■ **Work request**
In your copy of the records, include every word exactly and no pictures.

Items from a dataset:

————————

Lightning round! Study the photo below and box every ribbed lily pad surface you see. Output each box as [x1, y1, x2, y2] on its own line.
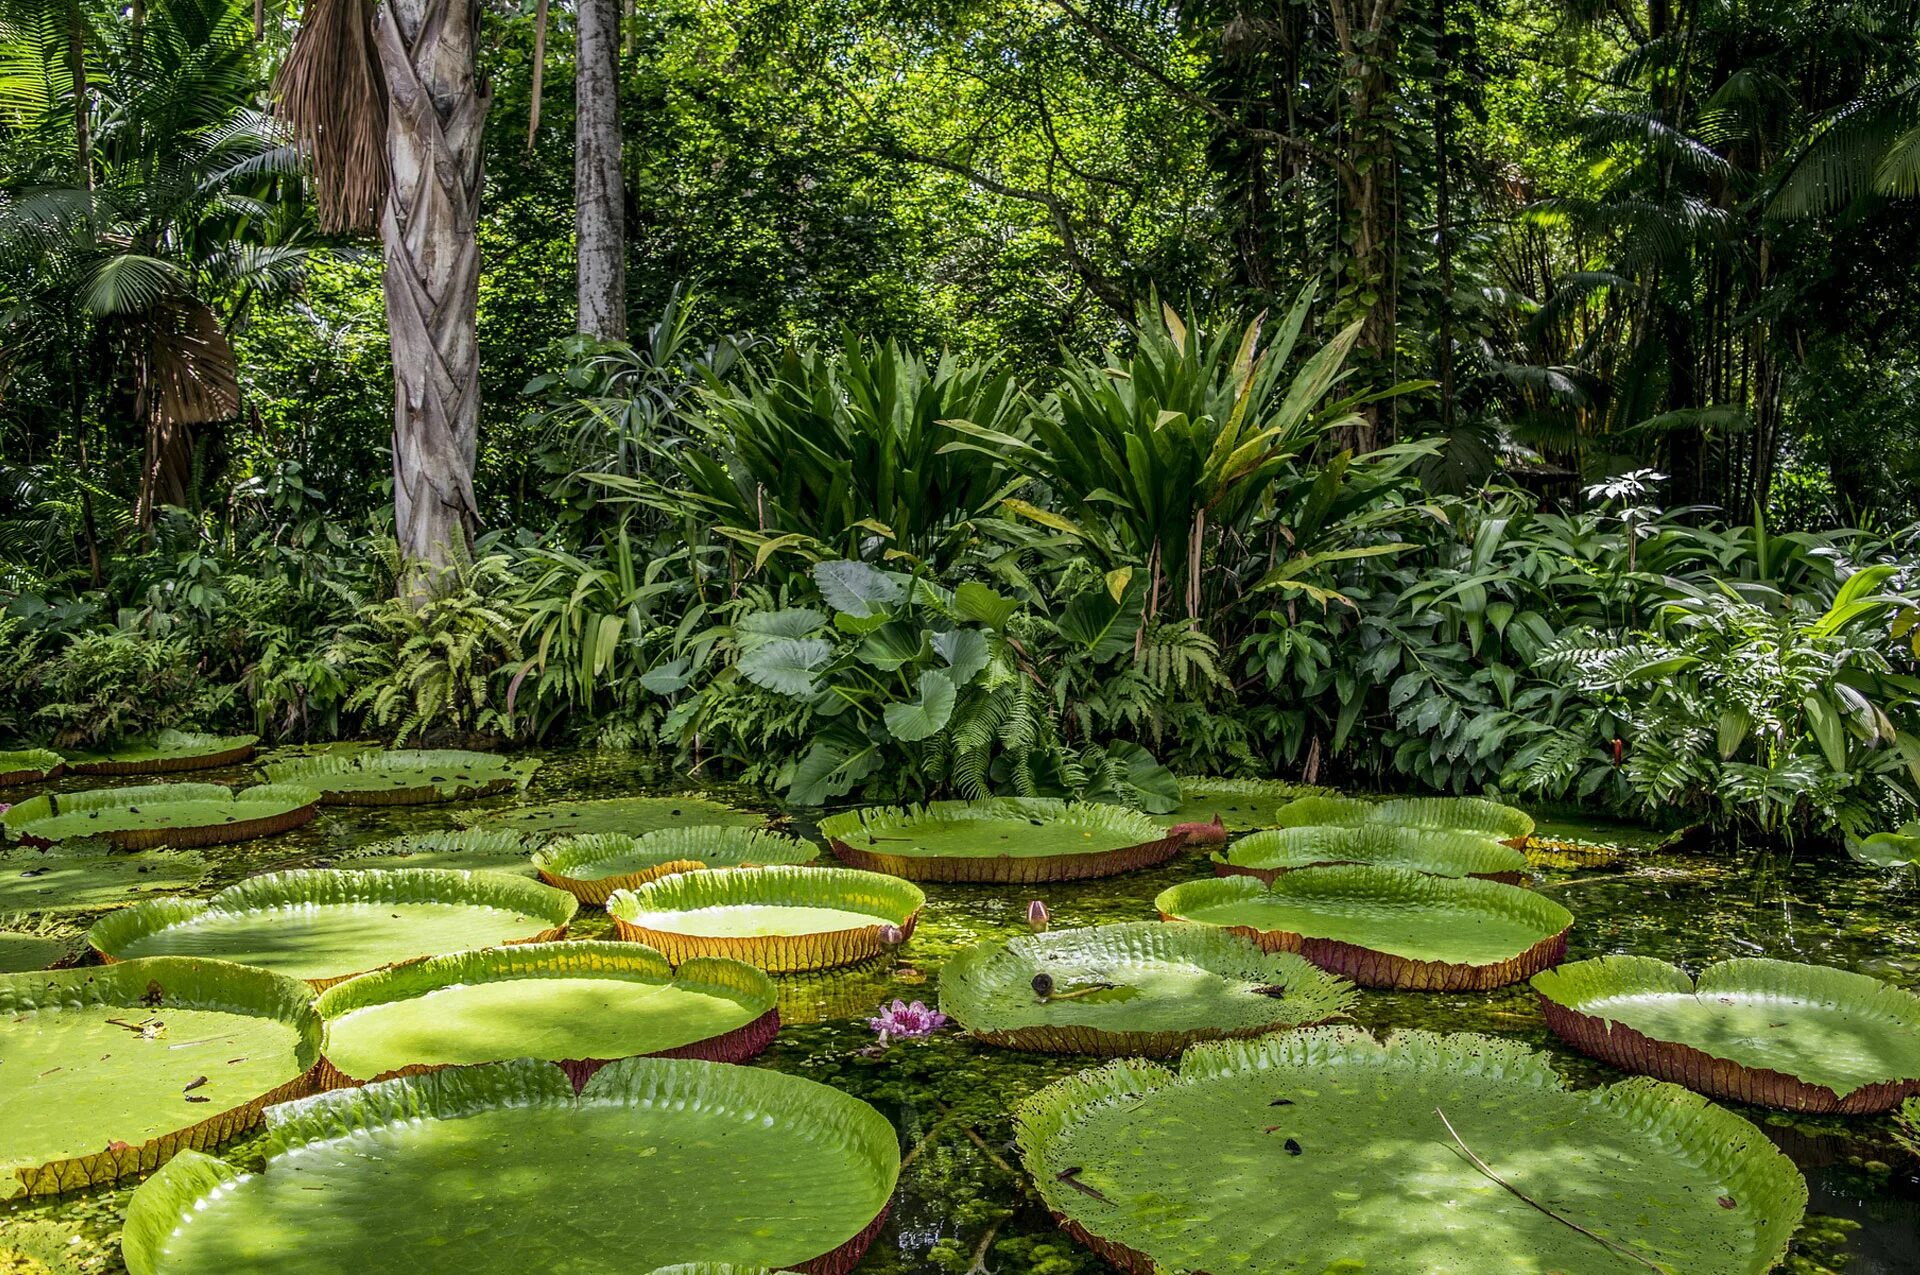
[122, 1057, 900, 1275]
[335, 827, 539, 878]
[474, 794, 763, 838]
[820, 799, 1186, 883]
[2, 959, 321, 1197]
[1, 783, 319, 850]
[1165, 777, 1324, 832]
[534, 827, 820, 903]
[67, 731, 258, 777]
[88, 869, 578, 988]
[608, 866, 924, 973]
[263, 749, 539, 806]
[0, 923, 79, 972]
[1533, 955, 1920, 1113]
[1273, 793, 1536, 844]
[1156, 866, 1572, 990]
[1015, 1028, 1804, 1275]
[1216, 824, 1529, 884]
[0, 749, 65, 786]
[939, 923, 1356, 1056]
[314, 941, 779, 1085]
[1, 844, 210, 912]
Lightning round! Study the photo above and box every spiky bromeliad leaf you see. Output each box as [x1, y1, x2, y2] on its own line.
[1, 783, 320, 851]
[0, 749, 66, 786]
[467, 794, 764, 840]
[262, 749, 540, 806]
[1272, 793, 1536, 844]
[334, 827, 540, 878]
[313, 941, 779, 1085]
[819, 798, 1188, 883]
[122, 1056, 900, 1275]
[1014, 1027, 1805, 1275]
[532, 826, 820, 904]
[939, 922, 1356, 1057]
[88, 869, 578, 989]
[1533, 956, 1920, 1114]
[737, 636, 832, 696]
[2, 959, 322, 1198]
[607, 865, 924, 973]
[1156, 866, 1571, 990]
[1217, 824, 1529, 885]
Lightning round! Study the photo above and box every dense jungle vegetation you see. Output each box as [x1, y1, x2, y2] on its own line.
[5, 0, 1920, 847]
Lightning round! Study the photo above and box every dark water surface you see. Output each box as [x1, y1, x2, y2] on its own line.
[4, 747, 1917, 1273]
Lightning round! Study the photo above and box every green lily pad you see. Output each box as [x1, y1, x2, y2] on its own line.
[122, 1057, 900, 1275]
[1015, 1027, 1805, 1275]
[1, 783, 319, 850]
[1215, 823, 1529, 884]
[1165, 776, 1325, 832]
[1156, 866, 1572, 990]
[939, 922, 1356, 1056]
[1533, 955, 1920, 1113]
[314, 941, 779, 1085]
[0, 917, 82, 972]
[1273, 793, 1535, 843]
[1, 958, 321, 1198]
[820, 799, 1185, 883]
[608, 866, 925, 973]
[88, 869, 578, 989]
[66, 732, 258, 777]
[533, 826, 820, 904]
[0, 750, 65, 786]
[1845, 824, 1920, 869]
[0, 844, 210, 913]
[262, 749, 539, 806]
[1526, 815, 1695, 868]
[470, 794, 764, 839]
[334, 827, 540, 878]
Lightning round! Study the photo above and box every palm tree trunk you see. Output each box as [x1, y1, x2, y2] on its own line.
[575, 0, 626, 339]
[373, 0, 490, 581]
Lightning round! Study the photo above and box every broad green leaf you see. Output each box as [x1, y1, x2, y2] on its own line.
[882, 669, 957, 742]
[737, 637, 831, 696]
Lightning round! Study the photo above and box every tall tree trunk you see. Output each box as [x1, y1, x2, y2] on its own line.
[575, 0, 626, 339]
[373, 0, 490, 582]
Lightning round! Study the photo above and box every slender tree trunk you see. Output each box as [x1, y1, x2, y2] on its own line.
[373, 0, 490, 583]
[575, 0, 627, 339]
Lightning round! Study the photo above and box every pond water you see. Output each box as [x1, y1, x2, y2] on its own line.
[4, 747, 1918, 1274]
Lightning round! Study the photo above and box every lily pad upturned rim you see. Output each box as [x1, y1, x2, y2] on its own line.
[311, 940, 781, 1087]
[1, 957, 322, 1198]
[67, 731, 259, 777]
[1155, 866, 1572, 990]
[533, 826, 822, 904]
[1166, 775, 1329, 832]
[1273, 793, 1536, 845]
[0, 782, 320, 851]
[333, 827, 539, 877]
[122, 1056, 901, 1275]
[0, 748, 66, 786]
[1215, 823, 1530, 885]
[819, 798, 1188, 883]
[87, 868, 580, 990]
[262, 749, 541, 806]
[607, 866, 926, 973]
[1013, 1026, 1806, 1275]
[938, 922, 1357, 1057]
[1533, 955, 1920, 1113]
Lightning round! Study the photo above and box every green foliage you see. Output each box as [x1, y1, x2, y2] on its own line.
[26, 630, 231, 747]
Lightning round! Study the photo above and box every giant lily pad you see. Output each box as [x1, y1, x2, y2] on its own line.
[820, 799, 1186, 883]
[122, 1057, 900, 1275]
[1, 958, 321, 1197]
[334, 827, 540, 878]
[472, 794, 763, 839]
[1526, 815, 1695, 869]
[1, 783, 319, 850]
[0, 916, 82, 972]
[0, 749, 65, 786]
[534, 826, 820, 904]
[1014, 1027, 1805, 1275]
[67, 731, 259, 777]
[1273, 793, 1535, 845]
[1533, 955, 1920, 1114]
[88, 869, 578, 989]
[314, 941, 780, 1086]
[608, 866, 924, 973]
[263, 749, 539, 806]
[0, 844, 210, 913]
[1215, 823, 1529, 884]
[1156, 866, 1572, 990]
[938, 922, 1356, 1057]
[1165, 776, 1325, 834]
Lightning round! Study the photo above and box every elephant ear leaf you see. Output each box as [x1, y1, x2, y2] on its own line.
[1059, 579, 1144, 662]
[932, 629, 991, 685]
[814, 560, 904, 619]
[883, 670, 958, 742]
[737, 637, 831, 696]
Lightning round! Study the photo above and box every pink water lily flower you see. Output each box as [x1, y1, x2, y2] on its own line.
[868, 998, 947, 1042]
[1027, 899, 1050, 932]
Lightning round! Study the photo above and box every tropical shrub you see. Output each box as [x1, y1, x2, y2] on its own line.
[25, 631, 233, 747]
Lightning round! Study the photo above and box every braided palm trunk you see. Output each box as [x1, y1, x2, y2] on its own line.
[374, 0, 490, 575]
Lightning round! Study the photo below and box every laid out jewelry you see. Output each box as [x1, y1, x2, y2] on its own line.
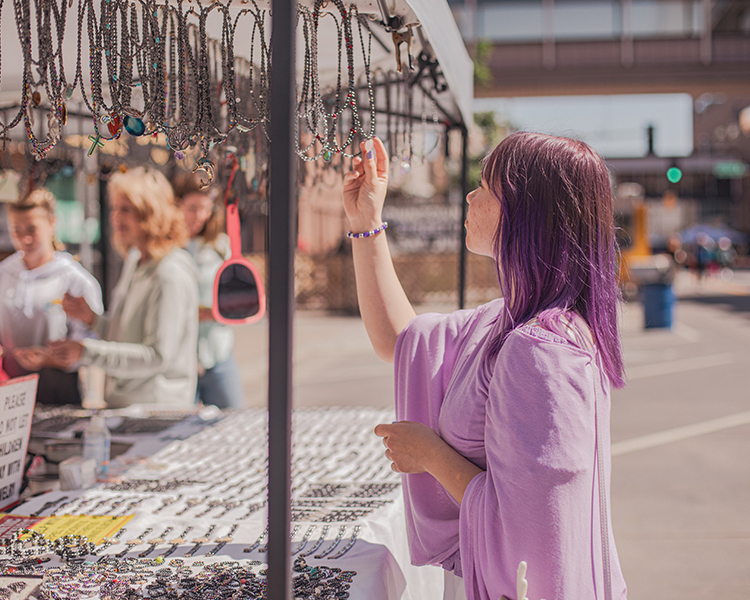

————————

■ **Output**
Lightning round! Study the photo below and box every ribbed lily pad surface you see. Output each box as [x1, y1, x2, y2] on its own line.
[122, 1057, 900, 1275]
[335, 827, 539, 878]
[474, 794, 763, 838]
[820, 799, 1186, 883]
[2, 959, 321, 1197]
[1, 783, 319, 850]
[1165, 777, 1324, 832]
[534, 827, 820, 903]
[67, 731, 258, 777]
[88, 869, 578, 988]
[608, 866, 924, 973]
[263, 749, 539, 806]
[0, 923, 79, 972]
[1533, 955, 1920, 1113]
[1273, 793, 1536, 844]
[1156, 866, 1572, 990]
[1015, 1028, 1804, 1275]
[1216, 824, 1529, 884]
[0, 749, 65, 786]
[939, 923, 1356, 1056]
[314, 941, 779, 1085]
[1, 844, 210, 912]
Lightning round! Study the photo above and box every spiky bromeliad leaf you see. Output each box as [x1, y1, x2, y2] on its own line.
[1, 783, 320, 851]
[0, 749, 66, 786]
[467, 794, 764, 840]
[262, 749, 540, 806]
[1272, 793, 1536, 844]
[334, 827, 540, 878]
[313, 941, 779, 1085]
[819, 798, 1188, 883]
[122, 1056, 900, 1275]
[1014, 1027, 1805, 1275]
[532, 826, 820, 904]
[939, 922, 1356, 1057]
[88, 869, 578, 989]
[1533, 956, 1920, 1114]
[737, 636, 832, 696]
[2, 959, 322, 1198]
[607, 865, 924, 973]
[1156, 866, 1571, 990]
[1217, 824, 1529, 885]
Lightning round! Study the photo above and box every dense jungle vegetation you see. Output each box as [x1, y1, x2, y2] on its own line.
[5, 0, 1920, 847]
Lightning round! Study the photo above and box every dark water surface you see. Output each box as [x1, y1, x2, y2] on its own line.
[4, 747, 1917, 1273]
Lightning round! Study the photo above and box every green lily pad you see. Output each box as [x1, y1, x2, y2] on its own line.
[122, 1057, 900, 1275]
[1015, 1027, 1805, 1275]
[1, 783, 319, 850]
[1215, 823, 1529, 884]
[1165, 776, 1325, 832]
[1156, 866, 1572, 990]
[939, 922, 1356, 1056]
[1533, 955, 1920, 1113]
[314, 941, 779, 1085]
[0, 917, 82, 972]
[1273, 793, 1535, 843]
[1, 958, 321, 1198]
[820, 799, 1185, 883]
[608, 866, 925, 973]
[88, 869, 578, 989]
[66, 732, 258, 777]
[533, 826, 820, 904]
[0, 750, 65, 786]
[1845, 824, 1920, 869]
[0, 844, 210, 913]
[262, 749, 539, 806]
[1526, 815, 1695, 868]
[470, 794, 764, 839]
[334, 827, 540, 878]
Lightning round! Study the photo above and box every palm tree trunk you see. Output each box as [x1, y1, x2, y2] on its own line.
[575, 0, 626, 339]
[373, 0, 490, 581]
Lightning round! Study the photo above and box every broad green leaf you see. Output each box as [x1, y1, x2, y2] on its own line.
[882, 669, 957, 742]
[737, 637, 831, 696]
Lightning round! Study the photo above and box every tall tree trunk you see. Output each box as [x1, y1, x2, y2] on its own line.
[575, 0, 626, 339]
[373, 0, 490, 582]
Lightning round! Study the photo above and box every slender tree trunk you see. Output each box as [x1, y1, x2, y2] on its own line.
[373, 0, 490, 583]
[575, 0, 627, 339]
Lightning round! Study the photo above and box every pond water you see. Output each box as [x1, y1, x2, y2] on its own line.
[4, 747, 1918, 1274]
Lightning round! Study the photo above and box every lily pad upturned rim you see. Output each box as [x1, y1, x2, y2] on its own line.
[311, 940, 781, 1087]
[1, 957, 322, 1198]
[67, 731, 259, 777]
[1155, 866, 1572, 990]
[533, 826, 822, 904]
[1166, 775, 1329, 832]
[1273, 793, 1536, 845]
[0, 782, 320, 851]
[333, 827, 539, 877]
[122, 1056, 901, 1275]
[0, 748, 66, 786]
[1215, 823, 1530, 885]
[819, 798, 1188, 883]
[87, 868, 580, 990]
[262, 749, 541, 806]
[607, 866, 926, 973]
[1013, 1026, 1806, 1275]
[938, 922, 1357, 1057]
[1533, 955, 1920, 1113]
Lightning round! Study the photo above and box every green foliage you see. Output each box as [x1, y1, x2, y2] on its own line.
[26, 630, 231, 747]
Lightning round! Study the photo above and box every giant lily pad you see. Output each box as [x1, y1, x2, y2] on its own line.
[820, 799, 1186, 883]
[122, 1057, 900, 1275]
[1, 958, 321, 1197]
[334, 827, 540, 878]
[472, 794, 763, 839]
[1526, 815, 1695, 869]
[1, 783, 319, 850]
[0, 916, 82, 972]
[0, 749, 65, 786]
[534, 826, 820, 904]
[1014, 1027, 1805, 1275]
[67, 731, 259, 777]
[1273, 793, 1535, 845]
[1533, 955, 1920, 1114]
[88, 869, 578, 989]
[314, 941, 780, 1086]
[608, 866, 924, 973]
[263, 749, 539, 806]
[0, 844, 210, 913]
[1215, 823, 1529, 884]
[1156, 866, 1572, 990]
[938, 922, 1356, 1057]
[1165, 776, 1325, 834]
Lightning round! Study the photo above and box every elephant ear leaf you see. Output each box as [x1, y1, x2, y2] on its own line.
[1059, 579, 1144, 662]
[932, 629, 991, 685]
[814, 560, 904, 619]
[883, 670, 958, 742]
[737, 637, 831, 696]
Lightning round! Study the photo above and box every pink water lily flower you see. Output each box as [x1, y1, x2, y2] on its own line.
[868, 998, 947, 1042]
[1027, 899, 1050, 932]
Lightning round! Study the photo above and box every tropical shrub you see. Output each box as [x1, y1, x2, y2] on its own line.
[25, 631, 233, 747]
Lightning round! Study the photo above and box every braided palm trunk you see. Output each box as [x1, y1, x2, y2] on its own line.
[374, 0, 490, 575]
Lightning round! Study the photo below and box every laid out jewelry you see. Output each box as [x1, y1, x2, y2] on its own line.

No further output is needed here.